データ項目>
^^^^^^^^

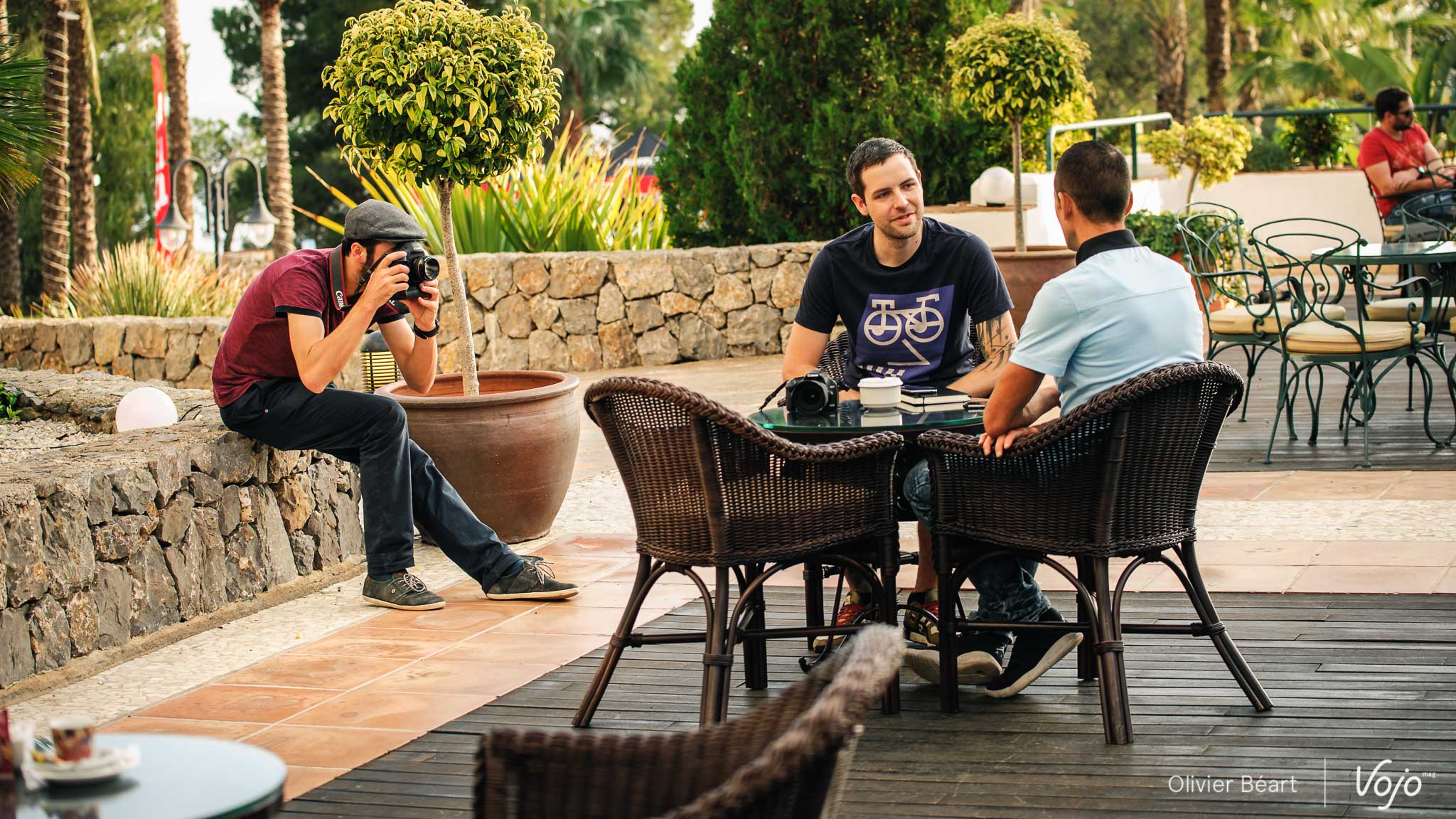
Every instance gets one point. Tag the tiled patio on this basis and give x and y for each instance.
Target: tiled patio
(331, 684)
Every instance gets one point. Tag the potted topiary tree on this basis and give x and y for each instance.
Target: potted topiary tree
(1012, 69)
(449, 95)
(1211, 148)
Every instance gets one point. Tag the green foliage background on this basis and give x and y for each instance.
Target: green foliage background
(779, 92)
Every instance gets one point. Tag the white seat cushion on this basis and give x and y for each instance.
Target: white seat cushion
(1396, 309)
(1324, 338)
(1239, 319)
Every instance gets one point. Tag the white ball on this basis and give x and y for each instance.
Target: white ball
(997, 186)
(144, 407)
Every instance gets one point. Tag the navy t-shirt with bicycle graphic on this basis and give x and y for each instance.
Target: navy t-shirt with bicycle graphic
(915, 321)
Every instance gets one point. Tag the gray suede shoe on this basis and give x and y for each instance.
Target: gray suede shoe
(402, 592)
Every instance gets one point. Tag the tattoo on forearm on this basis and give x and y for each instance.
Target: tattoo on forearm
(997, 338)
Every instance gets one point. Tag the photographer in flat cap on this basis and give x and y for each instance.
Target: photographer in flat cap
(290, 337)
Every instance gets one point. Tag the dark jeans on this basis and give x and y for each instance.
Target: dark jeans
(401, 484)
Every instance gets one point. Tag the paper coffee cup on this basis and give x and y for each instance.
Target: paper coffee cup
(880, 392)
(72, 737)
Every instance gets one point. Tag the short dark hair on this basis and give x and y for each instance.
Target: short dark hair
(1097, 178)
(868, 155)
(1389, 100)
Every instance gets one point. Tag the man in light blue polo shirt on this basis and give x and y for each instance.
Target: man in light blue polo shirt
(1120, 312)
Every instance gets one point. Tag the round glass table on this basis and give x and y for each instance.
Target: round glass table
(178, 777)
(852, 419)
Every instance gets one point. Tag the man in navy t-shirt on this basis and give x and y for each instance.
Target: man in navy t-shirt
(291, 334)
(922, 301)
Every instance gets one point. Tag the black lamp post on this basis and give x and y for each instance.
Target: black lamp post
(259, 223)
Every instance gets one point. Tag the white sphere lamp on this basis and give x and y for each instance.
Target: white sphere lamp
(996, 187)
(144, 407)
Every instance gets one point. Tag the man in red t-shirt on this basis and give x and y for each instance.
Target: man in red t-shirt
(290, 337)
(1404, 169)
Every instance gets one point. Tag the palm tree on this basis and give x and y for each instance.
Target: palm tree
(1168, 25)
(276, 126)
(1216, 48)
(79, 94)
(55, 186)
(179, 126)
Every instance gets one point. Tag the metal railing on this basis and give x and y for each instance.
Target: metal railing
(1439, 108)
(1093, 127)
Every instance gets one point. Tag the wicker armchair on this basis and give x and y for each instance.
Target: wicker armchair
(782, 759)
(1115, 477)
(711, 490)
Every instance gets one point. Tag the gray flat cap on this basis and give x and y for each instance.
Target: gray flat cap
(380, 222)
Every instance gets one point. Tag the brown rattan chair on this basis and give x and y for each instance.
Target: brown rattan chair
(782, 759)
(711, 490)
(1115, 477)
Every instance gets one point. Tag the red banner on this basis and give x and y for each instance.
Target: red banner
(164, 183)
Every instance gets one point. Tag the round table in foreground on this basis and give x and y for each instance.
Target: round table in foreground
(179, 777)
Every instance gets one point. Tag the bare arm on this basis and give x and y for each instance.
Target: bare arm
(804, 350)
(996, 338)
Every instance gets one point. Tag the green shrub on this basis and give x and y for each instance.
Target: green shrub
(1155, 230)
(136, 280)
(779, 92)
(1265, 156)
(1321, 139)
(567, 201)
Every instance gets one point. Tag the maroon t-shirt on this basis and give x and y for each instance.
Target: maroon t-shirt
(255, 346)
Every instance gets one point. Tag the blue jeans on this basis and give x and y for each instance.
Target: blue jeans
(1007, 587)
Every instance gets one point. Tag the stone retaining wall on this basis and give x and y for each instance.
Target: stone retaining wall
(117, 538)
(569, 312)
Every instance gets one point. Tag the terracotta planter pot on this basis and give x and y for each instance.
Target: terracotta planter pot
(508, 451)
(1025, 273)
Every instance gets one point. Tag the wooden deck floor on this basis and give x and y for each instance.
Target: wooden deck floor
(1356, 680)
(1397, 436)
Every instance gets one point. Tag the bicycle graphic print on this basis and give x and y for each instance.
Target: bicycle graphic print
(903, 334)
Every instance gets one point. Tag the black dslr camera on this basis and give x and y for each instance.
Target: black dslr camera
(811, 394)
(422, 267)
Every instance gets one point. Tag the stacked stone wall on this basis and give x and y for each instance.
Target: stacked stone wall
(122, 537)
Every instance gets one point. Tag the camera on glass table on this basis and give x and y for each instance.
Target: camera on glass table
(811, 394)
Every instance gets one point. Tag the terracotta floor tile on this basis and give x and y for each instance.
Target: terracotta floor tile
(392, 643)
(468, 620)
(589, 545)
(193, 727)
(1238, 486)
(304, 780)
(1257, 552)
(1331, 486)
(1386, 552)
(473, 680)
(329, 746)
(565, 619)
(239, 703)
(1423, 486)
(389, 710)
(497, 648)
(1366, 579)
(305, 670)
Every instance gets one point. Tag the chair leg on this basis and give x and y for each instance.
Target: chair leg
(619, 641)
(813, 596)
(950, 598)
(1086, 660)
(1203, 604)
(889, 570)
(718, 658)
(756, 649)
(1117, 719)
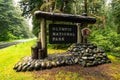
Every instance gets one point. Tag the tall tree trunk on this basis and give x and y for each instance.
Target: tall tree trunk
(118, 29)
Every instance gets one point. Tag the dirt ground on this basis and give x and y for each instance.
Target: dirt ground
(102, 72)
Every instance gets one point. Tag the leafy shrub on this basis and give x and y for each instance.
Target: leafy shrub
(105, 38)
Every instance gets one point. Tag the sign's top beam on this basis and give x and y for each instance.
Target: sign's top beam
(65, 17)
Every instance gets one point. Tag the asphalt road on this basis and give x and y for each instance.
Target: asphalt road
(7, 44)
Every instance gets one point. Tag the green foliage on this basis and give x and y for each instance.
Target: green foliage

^^^^^^^^

課題の指示> 上の項目を全部、1行ずつ1つの文字列にしてJSONのリストに整形すること。空行と画像は含めない。

出力結果>
[
  "Every instance gets one point. Tag the tiled patio on this basis and give x and y for each instance.",
  "Target: tiled patio",
  "(331, 684)",
  "Every instance gets one point. Tag the potted topiary tree on this basis and give x and y for each instance.",
  "Target: potted topiary tree",
  "(1012, 69)",
  "(449, 95)",
  "(1211, 148)",
  "Every instance gets one point. Tag the green foliage background on this basis and give x and y for each instance.",
  "Target: green foliage background",
  "(779, 92)",
  "Every instance gets one point. Tag the white seat cushion on this basis and give x and y for each instance.",
  "Target: white seat cushion",
  "(1396, 309)",
  "(1324, 338)",
  "(1239, 319)",
  "Every instance gets one point. Tag the white ball on this basis and give x and y for each instance.",
  "Target: white ball",
  "(997, 186)",
  "(144, 407)",
  "Every instance gets one point. Tag the navy t-shirt with bicycle graphic on this basis and give x and y for each instance.",
  "Target: navy t-shirt with bicycle graphic",
  "(915, 321)",
  "Every instance gets one point. Tag the gray suede shoe on this basis and give x and y for each instance.",
  "Target: gray suede shoe",
  "(402, 592)",
  "Every instance gets one point. Tag the tattoo on forearm on this basis and give x and y for each instance.",
  "Target: tattoo on forearm",
  "(997, 338)",
  "Every instance gets one point. Tag the photographer in flat cap on this basis and give x and y for each instance.",
  "Target: photographer in flat cap",
  "(290, 337)",
  "Every instance gets one point. Tag the dark jeans on this basis and give x and y for each instance.",
  "Target: dark jeans",
  "(401, 484)",
  "Every instance gets one point. Tag the paper coffee cup on this basis and give x and y for each instance.",
  "Target: paper coffee cup",
  "(880, 392)",
  "(72, 737)",
  "Every instance gets one point. Tag the short dark hair on this basis and give x and y for each instance.",
  "Target: short dark hair",
  "(1097, 178)",
  "(868, 155)",
  "(1389, 100)",
  "Every instance gets one point. Tag the man in light blue polo shirt on this basis and give x and y for each instance.",
  "Target: man in light blue polo shirt",
  "(1120, 312)",
  "Every instance gets one point. Tag the round glass table on this basis and give x and y for each instance.",
  "Target: round glass table",
  "(178, 777)",
  "(852, 419)",
  "Every instance gets one point. Tag the man in navy t-shirt on this basis and give x and y for each instance.",
  "Target: man in navy t-shirt",
  "(291, 334)",
  "(922, 301)",
  "Every instance gets one point. Tag the black lamp post on this basis and give x and y for each instance.",
  "Target: black lamp post",
  "(259, 223)",
  "Every instance gets one point. Tag the white sphere lamp on this basis and give x and y for each instance.",
  "Target: white sphere lamp",
  "(996, 187)",
  "(144, 407)",
  "Every instance gets one point. Tag the man in red t-shirt on this basis and give x and y for each instance.",
  "Target: man in red t-shirt",
  "(290, 337)",
  "(1404, 169)",
  "Every instance gets one point. Tag the palm tree on this basis and give x and y for each instance.",
  "Target: palm tree",
  "(1168, 25)",
  "(276, 126)",
  "(1216, 48)",
  "(79, 94)",
  "(55, 186)",
  "(179, 126)",
  "Every instance gets one point. Tag the metal railing on this basis and give x and y for each instance.",
  "Target: metal railing",
  "(1439, 108)",
  "(1093, 127)",
  "Every instance gets one point. Tag the wicker armchair on this basis and give x and y for each instance.",
  "Target: wicker armchair",
  "(782, 759)",
  "(1115, 477)",
  "(711, 490)",
  "Every instance gets one point. Tag the gray flat cap on this basis and give x and y for each instance.",
  "Target: gray flat cap",
  "(380, 222)",
  "Every instance gets one point. Tag the brown rattan chair on this basis and give x and y for each instance.",
  "Target: brown rattan chair",
  "(782, 759)",
  "(711, 490)",
  "(1115, 477)",
  "Every instance gets one point. Tag the red banner on this basis and give x and y for each instance.",
  "Target: red banner",
  "(164, 183)",
  "Every instance gets one point. Tag the round table in foreground on this basis and give x and y for each instance.",
  "Target: round table in foreground",
  "(179, 777)",
  "Every instance gets one point. Tag the bare arm on this basis and give x and y for each instance.",
  "Target: bare arm",
  "(804, 350)",
  "(996, 338)",
  "Every instance gets one point. Tag the green shrub on this basis and give x and y for each instance.",
  "Target: green shrub",
  "(1155, 230)",
  "(136, 280)",
  "(779, 92)",
  "(1265, 156)",
  "(1321, 139)",
  "(567, 201)",
  "Every instance gets one point. Tag the maroon t-shirt on this basis and give x and y for each instance.",
  "Target: maroon t-shirt",
  "(255, 346)",
  "Every instance gets one point. Tag the blue jeans on this basis and give x and y for each instance.",
  "Target: blue jeans",
  "(1007, 587)",
  "Every instance gets one point. Tag the stone retaining wall on this basis and give x and y for each instance.",
  "Target: stone retaining wall",
  "(117, 538)",
  "(569, 312)",
  "Every instance gets one point. Tag the terracotta planter pot on this basis and give x and y for each instance.",
  "Target: terracotta planter pot",
  "(508, 451)",
  "(1025, 273)",
  "Every instance gets one point. Tag the wooden deck floor on this basis and give x and y for each instance.",
  "Target: wooden deck floor",
  "(1356, 680)",
  "(1397, 436)",
  "Every instance gets one point. Tag the bicycle graphic print on this basis and give x and y for each instance.",
  "Target: bicycle graphic print",
  "(903, 334)",
  "Every instance gets one point. Tag the black dslr camera on this basis and give x and y for each instance.",
  "Target: black dslr camera",
  "(811, 394)",
  "(422, 267)",
  "Every instance gets one point. Tag the stacked stone wall on this basis and give x and y for each instance.",
  "Target: stacked stone wall",
  "(122, 537)",
  "Every instance gets one point. Tag the camera on glass table on this basis and give x and y for each instance.",
  "Target: camera on glass table",
  "(811, 394)",
  "Every instance gets one point. Tag the terracotta floor tile on this basis and give x and y for each instance.",
  "Target: terracotta floor tile",
  "(392, 643)",
  "(468, 620)",
  "(589, 545)",
  "(193, 727)",
  "(1238, 486)",
  "(304, 780)",
  "(1257, 552)",
  "(1331, 486)",
  "(1386, 552)",
  "(473, 680)",
  "(329, 746)",
  "(565, 619)",
  "(239, 703)",
  "(1423, 486)",
  "(389, 710)",
  "(497, 648)",
  "(1366, 579)",
  "(305, 670)",
  "Every instance gets one point. Tag the chair leg on this basis and give x and y for each instance.",
  "Target: chair leg",
  "(619, 641)",
  "(813, 596)",
  "(950, 598)",
  "(1086, 660)",
  "(1203, 604)",
  "(889, 570)",
  "(718, 658)",
  "(756, 649)",
  "(1117, 719)",
  "Every instance gets one point. Tag the tall tree trunk on this basis and give x and y for each instance.",
  "Target: tall tree trunk",
  "(118, 29)",
  "Every instance gets one point. Tag the dirt ground on this basis and give x and y for each instance.",
  "Target: dirt ground",
  "(102, 72)",
  "Every instance gets one point. Tag the leafy shrub on this basis and give x and y for each instance.",
  "Target: leafy shrub",
  "(105, 38)",
  "Every instance gets one point. Tag the sign's top beam on this basis and give x and y for each instance.",
  "Target: sign's top beam",
  "(65, 17)",
  "Every instance gets one point. Tag the asphalt road on this basis and give x and y for each instance.",
  "Target: asphalt road",
  "(7, 44)",
  "Every instance gets one point. Tag the green foliage on this basis and give x and y for each instance.",
  "Target: green foliage"
]